## Document excerpt

Comcast has also made improvements in its customer service, and also credited its new X1 cable box for greater customer retention. Comcast tripled the size of its complaint-focused team on social media, hiring 5,500 customer-service reps, and improving technicians' on-time record. 

Improvements in broadband capabilities also helped the cable companies grab share from the telcos and satellite providers. 

Cord-cutting marches on
While Comcast was trumpeting its best quarter in eight years with 89,000 subscriber additions, Netflix added more than 1.5 million subscribers last quarter, and Amazon grew its Prime base by 47% domestically last year. Streaming services continue to grow in popularity, and pay-TV overall is still losing subscribers. Through the four quarters ending last September, pay-TV providers lost about 750,000 subscribers, or nearly 1% of the market, and the decline worsened in the most recent quarter from 155,000 to 190,000.

## Information provided
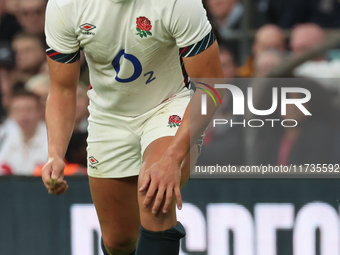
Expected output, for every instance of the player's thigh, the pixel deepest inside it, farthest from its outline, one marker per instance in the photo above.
(117, 208)
(152, 154)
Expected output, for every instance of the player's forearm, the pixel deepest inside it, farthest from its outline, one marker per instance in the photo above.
(60, 117)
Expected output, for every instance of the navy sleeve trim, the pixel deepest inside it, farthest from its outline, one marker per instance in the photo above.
(62, 58)
(197, 48)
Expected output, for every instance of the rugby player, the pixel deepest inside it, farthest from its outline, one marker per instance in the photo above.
(139, 124)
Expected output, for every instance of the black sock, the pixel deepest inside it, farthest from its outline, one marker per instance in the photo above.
(106, 253)
(160, 242)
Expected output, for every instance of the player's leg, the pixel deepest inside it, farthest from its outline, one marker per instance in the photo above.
(161, 233)
(117, 208)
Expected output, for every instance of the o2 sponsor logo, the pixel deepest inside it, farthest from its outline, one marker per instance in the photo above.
(138, 69)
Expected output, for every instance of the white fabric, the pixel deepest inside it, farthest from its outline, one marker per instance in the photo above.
(115, 150)
(175, 23)
(20, 157)
(319, 69)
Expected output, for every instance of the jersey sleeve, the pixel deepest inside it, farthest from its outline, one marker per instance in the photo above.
(59, 29)
(189, 23)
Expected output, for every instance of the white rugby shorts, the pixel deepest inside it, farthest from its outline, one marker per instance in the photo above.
(116, 143)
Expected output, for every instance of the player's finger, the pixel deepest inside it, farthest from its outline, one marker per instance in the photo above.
(168, 199)
(46, 176)
(178, 197)
(57, 175)
(158, 199)
(61, 189)
(149, 195)
(145, 182)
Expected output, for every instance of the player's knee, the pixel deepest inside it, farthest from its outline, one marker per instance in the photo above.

## Directions
1/ Reproduce the entries on the rugby player word for word, from first to last, and leave the image out.
2/ Extend the article on Comcast and pay-TV subscriber losses, picking up after its final sentence.

## Answers to the tasks
1/
Expected output, for every instance of the player's thigh, the pixel deepest inside it, farthest from its outline, one marker per instance in the photo above.
(117, 208)
(152, 154)
Expected output, for every instance of the player's forearm, the pixel deepest inside it, farthest from its outline, one marker per instance in the photo above.
(60, 117)
Expected output, for every instance of the navy sleeve trim, the pixel deepest inside it, farthest from its outline, one marker per instance in the photo above.
(62, 58)
(197, 48)
Expected output, for every instance of the rugby player, the pixel deepest inside it, farthest from its outline, one marker per instance in the photo above.
(139, 124)
Expected output, for every instance of the black sock, the pixel deepest inside it, farthest from its outline, one marker per instance in the photo above.
(106, 253)
(160, 242)
Expected output, for every instance of the player's leg, the pixel deepest inside it, farthest from its outline, one marker per instance in the photo above.
(161, 233)
(117, 208)
Expected output, for every instance of the o2 sponsor logo, the pixel deepest inside it, farthest from its outline, one marker per instance in the photo above.
(138, 69)
Expected output, for every instance of the white fabric, the pixel deepest inside it, farthest from its outline, one marker per instance in the photo above.
(115, 150)
(175, 23)
(20, 157)
(319, 69)
Expected output, for every instance of the jersey sleeve, the pixel deepest inside it, farthest from its outline, one marker per instance in the photo above.
(59, 29)
(189, 23)
Expected output, for every instance of the white rugby shorts, the pixel deepest inside it, farthest from its outline, one marker per instance in the photo above.
(116, 143)
Expected output, for every instance of the player's finger, the pixel deepest inside it, farthest from its outline, one marker per instance in the photo above.
(168, 199)
(46, 176)
(178, 197)
(57, 175)
(158, 199)
(61, 189)
(149, 195)
(145, 182)
Expected output, for every instance of the player's knee, the pixel deepest inside it, farthest from its outline, one marker per instance in the photo above.

2/
As the cable companies' temporary victory indicates, leaders like Comcast and Time Warner Cable aren't about to disappear, especially since both have strong broadband subscriber growth to compensate for shortages in the video segment. 

Cord-cutting is happening slowly, but the competition is only getting better. Netflix plans to double its slate of original shows this year, and Amazon joined Netflix on a shopping spree at the recent Sundance Film Festival. Technology will make streaming even easier as smart TVs and new products proliferate through American households.

Don't expect this trend to stop. If anything, cord-cutting will only speed up.